Problem requirements:
Update the records from the line containing "Mark one point on every instance of the birch" through the line containing "Target: birch tree" by replacing "birch tree" with "aspen tree" and leaving all other text unchanged. Return only those lines.

Rows:
Begin

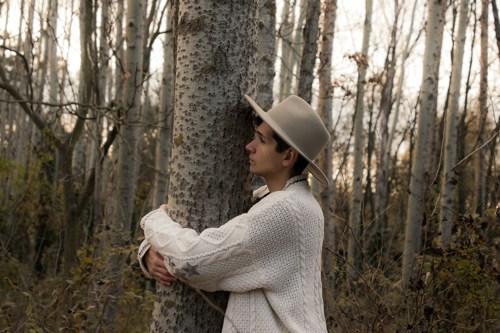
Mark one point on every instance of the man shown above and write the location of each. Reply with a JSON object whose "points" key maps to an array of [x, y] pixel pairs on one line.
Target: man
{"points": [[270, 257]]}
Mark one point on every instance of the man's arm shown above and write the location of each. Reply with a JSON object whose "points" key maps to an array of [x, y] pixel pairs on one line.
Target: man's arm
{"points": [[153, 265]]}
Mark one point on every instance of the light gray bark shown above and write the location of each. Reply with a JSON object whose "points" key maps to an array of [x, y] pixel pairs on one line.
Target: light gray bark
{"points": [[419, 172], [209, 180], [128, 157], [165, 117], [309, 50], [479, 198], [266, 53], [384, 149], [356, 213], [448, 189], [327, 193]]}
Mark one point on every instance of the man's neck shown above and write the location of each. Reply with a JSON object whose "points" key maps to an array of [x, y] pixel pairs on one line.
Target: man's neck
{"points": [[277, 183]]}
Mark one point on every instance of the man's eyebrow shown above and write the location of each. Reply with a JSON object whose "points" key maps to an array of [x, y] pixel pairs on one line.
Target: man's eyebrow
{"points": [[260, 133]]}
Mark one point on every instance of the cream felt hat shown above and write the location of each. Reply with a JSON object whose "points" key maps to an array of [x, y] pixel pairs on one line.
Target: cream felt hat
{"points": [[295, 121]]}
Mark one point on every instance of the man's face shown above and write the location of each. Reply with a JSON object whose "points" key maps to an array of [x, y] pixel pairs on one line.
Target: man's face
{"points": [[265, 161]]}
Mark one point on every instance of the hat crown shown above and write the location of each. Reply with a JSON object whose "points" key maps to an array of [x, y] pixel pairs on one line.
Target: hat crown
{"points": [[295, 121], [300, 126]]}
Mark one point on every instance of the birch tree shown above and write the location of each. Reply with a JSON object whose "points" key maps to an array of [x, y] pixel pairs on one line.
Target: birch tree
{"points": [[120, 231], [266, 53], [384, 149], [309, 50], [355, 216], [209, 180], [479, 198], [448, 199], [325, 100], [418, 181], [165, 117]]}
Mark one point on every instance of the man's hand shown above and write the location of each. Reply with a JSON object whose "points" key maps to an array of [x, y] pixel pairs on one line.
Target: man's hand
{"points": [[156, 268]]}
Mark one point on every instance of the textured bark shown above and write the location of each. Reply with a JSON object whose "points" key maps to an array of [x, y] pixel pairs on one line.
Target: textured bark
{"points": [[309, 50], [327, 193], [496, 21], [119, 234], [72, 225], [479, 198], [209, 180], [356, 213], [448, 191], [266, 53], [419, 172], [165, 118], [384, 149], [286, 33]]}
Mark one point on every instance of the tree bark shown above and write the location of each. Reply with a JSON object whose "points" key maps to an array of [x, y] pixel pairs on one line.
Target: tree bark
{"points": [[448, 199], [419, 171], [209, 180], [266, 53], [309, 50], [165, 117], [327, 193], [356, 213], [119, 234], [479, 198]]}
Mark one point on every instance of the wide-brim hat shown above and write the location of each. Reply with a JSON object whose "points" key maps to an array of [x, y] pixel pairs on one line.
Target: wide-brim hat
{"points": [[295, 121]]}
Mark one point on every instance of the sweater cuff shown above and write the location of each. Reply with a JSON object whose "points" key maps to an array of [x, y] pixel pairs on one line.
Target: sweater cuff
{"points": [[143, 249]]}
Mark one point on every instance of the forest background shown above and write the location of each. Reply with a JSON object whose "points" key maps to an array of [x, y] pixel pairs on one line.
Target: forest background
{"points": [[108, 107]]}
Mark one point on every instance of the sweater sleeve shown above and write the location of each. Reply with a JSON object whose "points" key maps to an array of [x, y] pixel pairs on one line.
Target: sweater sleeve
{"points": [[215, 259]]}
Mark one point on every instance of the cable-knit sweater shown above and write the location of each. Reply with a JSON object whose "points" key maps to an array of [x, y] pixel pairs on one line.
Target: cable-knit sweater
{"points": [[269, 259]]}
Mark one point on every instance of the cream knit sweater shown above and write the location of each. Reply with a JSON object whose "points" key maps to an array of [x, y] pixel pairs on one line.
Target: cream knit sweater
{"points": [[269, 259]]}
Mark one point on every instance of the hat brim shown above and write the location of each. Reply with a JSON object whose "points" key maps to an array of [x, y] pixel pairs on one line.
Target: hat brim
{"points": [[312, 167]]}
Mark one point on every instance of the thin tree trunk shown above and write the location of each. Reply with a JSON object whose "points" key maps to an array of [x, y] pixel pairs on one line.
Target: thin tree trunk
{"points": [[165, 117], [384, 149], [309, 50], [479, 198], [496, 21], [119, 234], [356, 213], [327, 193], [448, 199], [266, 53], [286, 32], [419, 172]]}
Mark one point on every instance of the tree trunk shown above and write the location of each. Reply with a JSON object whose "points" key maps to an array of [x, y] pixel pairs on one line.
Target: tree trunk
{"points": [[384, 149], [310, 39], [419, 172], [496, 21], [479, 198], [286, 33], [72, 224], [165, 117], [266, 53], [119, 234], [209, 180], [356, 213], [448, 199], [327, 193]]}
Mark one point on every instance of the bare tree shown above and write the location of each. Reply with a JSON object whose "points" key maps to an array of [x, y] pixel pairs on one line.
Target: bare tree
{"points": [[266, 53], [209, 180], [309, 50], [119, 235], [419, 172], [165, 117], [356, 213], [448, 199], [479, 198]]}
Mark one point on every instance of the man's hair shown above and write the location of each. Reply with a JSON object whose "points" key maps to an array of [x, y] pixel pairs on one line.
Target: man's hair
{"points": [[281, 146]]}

End
Begin

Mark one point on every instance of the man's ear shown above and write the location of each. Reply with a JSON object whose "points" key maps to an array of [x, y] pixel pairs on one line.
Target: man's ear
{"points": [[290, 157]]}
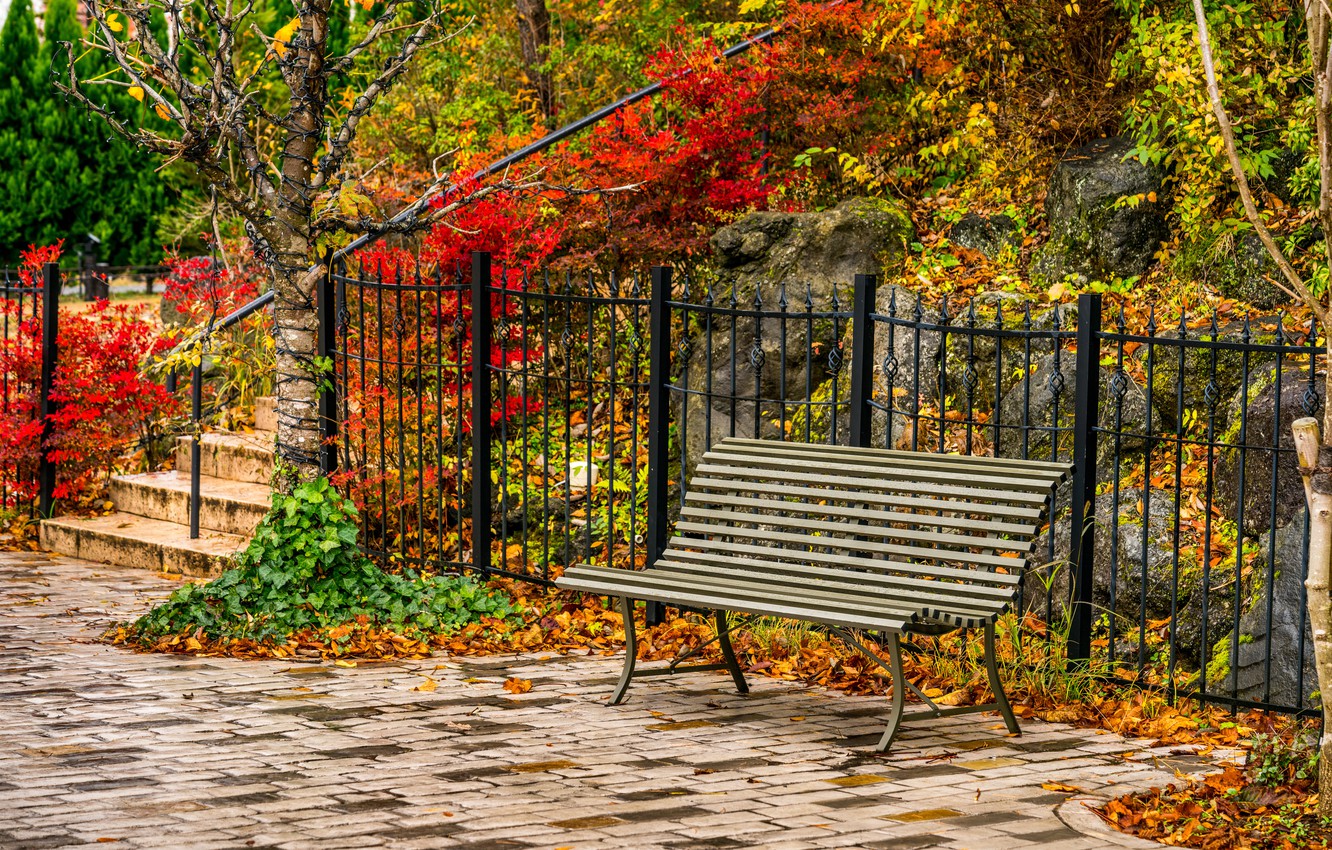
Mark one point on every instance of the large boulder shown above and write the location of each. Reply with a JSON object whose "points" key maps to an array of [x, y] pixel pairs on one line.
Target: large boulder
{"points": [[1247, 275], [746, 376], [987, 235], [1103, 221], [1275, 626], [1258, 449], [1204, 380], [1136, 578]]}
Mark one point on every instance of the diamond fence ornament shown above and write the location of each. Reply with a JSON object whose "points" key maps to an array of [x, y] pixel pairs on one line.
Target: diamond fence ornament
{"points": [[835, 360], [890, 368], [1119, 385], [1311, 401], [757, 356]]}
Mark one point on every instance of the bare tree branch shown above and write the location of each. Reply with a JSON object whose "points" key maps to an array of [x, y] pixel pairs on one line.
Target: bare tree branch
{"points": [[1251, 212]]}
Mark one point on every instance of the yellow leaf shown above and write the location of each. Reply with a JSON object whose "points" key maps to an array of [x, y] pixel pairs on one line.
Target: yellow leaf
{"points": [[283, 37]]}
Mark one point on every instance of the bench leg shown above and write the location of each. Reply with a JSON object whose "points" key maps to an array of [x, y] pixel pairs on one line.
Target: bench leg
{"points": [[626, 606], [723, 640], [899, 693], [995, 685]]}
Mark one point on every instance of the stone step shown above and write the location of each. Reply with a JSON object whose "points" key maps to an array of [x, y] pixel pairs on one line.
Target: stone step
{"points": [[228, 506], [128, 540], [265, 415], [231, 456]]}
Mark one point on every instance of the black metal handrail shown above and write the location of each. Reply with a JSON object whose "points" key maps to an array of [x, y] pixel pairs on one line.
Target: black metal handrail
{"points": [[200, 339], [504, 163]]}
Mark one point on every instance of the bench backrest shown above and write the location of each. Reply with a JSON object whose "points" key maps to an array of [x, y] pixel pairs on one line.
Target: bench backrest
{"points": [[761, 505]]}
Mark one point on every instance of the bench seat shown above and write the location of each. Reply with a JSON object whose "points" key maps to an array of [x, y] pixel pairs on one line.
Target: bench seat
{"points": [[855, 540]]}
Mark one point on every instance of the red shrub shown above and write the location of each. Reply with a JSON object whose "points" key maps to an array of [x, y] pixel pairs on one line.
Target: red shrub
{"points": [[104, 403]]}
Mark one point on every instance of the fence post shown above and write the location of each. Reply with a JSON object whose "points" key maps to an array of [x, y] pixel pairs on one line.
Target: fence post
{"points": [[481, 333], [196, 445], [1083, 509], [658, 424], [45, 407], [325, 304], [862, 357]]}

End
Begin

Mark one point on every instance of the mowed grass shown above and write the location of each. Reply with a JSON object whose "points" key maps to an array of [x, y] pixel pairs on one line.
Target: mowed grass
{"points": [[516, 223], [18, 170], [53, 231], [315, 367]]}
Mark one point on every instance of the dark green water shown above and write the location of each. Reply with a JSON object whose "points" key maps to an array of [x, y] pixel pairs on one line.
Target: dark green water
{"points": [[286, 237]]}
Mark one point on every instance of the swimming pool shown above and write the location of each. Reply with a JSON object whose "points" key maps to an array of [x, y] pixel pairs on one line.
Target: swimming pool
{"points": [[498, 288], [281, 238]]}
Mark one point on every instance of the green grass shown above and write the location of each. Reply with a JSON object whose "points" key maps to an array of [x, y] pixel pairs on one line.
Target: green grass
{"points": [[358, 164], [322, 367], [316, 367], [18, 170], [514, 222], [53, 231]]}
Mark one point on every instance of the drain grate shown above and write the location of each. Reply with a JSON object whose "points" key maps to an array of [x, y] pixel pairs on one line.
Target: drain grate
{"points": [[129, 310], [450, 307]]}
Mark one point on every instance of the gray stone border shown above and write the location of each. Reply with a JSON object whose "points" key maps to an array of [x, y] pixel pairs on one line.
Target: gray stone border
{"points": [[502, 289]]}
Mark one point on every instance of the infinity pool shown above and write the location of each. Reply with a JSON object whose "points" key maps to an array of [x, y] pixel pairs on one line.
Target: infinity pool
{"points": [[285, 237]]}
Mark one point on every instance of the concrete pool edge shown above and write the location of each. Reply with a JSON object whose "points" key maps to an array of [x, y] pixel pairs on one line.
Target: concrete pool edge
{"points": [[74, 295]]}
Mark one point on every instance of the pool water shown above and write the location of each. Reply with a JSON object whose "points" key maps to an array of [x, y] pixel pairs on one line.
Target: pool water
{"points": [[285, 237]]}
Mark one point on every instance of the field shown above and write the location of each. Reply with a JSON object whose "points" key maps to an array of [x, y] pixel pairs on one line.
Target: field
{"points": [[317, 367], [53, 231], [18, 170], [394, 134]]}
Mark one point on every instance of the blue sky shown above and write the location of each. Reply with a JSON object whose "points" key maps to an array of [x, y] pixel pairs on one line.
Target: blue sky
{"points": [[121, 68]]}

End

Worked solution:
Mark one point on every instance of the aspen tree shown above and write the location of each. Reply with a JSON object whose "points" key maps to an array of [x, y] pixel pairs on one line.
Target: aspen tree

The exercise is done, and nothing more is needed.